◆ Exercise goal
Of the lines listed below, return exactly those that run from the line containing "target | penguin eye" through the line containing "target | rocky slope", both included.
====================
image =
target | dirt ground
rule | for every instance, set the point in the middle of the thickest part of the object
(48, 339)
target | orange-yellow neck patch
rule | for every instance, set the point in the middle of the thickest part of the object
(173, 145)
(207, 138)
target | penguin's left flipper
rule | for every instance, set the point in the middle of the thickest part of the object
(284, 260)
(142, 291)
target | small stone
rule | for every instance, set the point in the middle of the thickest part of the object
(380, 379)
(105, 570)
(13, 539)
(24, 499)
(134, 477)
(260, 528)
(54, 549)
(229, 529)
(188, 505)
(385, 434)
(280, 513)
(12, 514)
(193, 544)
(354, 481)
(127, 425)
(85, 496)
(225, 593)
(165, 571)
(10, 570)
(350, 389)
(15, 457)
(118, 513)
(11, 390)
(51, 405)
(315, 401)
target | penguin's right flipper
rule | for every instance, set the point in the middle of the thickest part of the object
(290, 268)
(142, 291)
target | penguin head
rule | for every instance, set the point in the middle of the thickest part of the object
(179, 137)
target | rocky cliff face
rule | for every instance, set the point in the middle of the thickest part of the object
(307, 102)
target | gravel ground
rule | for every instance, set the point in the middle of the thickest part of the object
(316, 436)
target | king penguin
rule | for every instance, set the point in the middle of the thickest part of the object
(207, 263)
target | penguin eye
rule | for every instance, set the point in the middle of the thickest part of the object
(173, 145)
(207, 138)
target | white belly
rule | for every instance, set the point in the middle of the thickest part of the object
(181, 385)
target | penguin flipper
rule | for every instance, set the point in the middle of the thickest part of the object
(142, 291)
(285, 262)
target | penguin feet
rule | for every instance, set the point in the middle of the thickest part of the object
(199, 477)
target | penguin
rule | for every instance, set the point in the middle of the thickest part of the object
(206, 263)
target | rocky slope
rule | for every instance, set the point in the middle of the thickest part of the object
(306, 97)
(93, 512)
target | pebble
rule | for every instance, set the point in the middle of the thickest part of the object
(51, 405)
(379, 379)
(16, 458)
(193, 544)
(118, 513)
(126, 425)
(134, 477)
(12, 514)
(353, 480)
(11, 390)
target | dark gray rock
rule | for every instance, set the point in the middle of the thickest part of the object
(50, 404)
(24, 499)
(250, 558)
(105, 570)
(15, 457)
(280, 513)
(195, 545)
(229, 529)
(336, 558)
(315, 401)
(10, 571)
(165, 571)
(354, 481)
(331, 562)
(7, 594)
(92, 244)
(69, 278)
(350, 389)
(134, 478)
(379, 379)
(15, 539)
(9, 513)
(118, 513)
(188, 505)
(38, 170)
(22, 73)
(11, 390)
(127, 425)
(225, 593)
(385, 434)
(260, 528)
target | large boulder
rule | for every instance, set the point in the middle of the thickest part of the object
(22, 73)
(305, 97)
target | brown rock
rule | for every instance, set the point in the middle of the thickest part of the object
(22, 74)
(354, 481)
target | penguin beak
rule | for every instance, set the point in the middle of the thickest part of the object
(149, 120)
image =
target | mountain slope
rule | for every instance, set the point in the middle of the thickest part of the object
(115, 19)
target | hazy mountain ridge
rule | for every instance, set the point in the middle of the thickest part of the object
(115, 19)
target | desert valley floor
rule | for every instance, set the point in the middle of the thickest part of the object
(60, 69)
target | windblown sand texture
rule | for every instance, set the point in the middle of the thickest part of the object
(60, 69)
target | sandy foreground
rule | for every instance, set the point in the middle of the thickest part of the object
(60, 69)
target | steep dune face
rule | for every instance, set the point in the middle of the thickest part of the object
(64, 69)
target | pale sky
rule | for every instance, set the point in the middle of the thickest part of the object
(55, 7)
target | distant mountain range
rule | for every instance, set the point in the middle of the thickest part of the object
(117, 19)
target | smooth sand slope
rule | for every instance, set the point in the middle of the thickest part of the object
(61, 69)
====================
◆ Answer to this exercise
target | penguin eye
rule | for every instance, set the point in the middle of the thickest part of the object
(173, 145)
(207, 138)
target | white belly
rule | for every instance, set the point in the middle of the thickest part of the object
(181, 385)
target | penguin flipper
rule | for every instance, set the point in the middle of the thickest part of the object
(142, 291)
(285, 262)
target | penguin feet
rule | for every instance, set the point in the middle of the thickest part of the object
(199, 477)
target | penguin
rule | for every instance, set the point in the middle of the thickest part of the object
(206, 263)
target | rocky slope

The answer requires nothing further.